**Problem 1**
How many lines in the entries below contain the string "glazed", counting only matches with the same case? Reply with the number alone.

-- start Reading passage --

The Gerhard patent represents a class of concave reflectors
featuring an inner core section and add-on outer sections which can
be attached in a removeable manner to the inner core section, to
provide a concave antenna reflector assemblable from segments. The
segments shown by Gerhard are divided along both radial and
circumferential lines. Mautner's patent shows a basically similar
structure, in which the central section has a spiral outer
periphery and the outer segments are of decreasing size so that
they can be nested one inside the other for shipment (FIG. 7).
Kennedy's patent also features an inner core section and a
plurality of outer "tip" sections which can be taken down and
nested for shipment. In all three of these patents the antenna is
made of metallic components with structural truss sections to
provide stiffness, and a face mesh or screen to provide the
reflector surface.

-- end Reading passage --
-- start Material supplied --

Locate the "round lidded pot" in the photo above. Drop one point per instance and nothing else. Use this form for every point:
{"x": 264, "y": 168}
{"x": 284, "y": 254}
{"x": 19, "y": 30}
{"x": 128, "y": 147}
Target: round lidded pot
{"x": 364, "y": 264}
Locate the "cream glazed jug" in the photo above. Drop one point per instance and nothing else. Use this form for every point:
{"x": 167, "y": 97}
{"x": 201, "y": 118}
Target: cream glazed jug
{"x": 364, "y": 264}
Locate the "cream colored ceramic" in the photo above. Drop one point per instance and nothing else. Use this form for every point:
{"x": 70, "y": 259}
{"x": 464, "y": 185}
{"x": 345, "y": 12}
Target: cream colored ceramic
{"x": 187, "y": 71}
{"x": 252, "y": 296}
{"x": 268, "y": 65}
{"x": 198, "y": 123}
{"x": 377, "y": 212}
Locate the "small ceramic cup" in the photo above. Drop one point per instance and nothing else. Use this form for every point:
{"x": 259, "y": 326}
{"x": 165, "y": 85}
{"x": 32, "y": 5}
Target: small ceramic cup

-- end Material supplied --

**Problem 2**
Retype the passage above on concave antenna reflector patents from "Kennedy's patent also" to "reflector surface." with no changes.

**Task solution 1**
2

**Task solution 2**
Kennedy's patent also features an inner core section and a
plurality of outer "tip" sections which can be taken down and
nested for shipment. In all three of these patents the antenna is
made of metallic components with structural truss sections to
provide stiffness, and a face mesh or screen to provide the
reflector surface.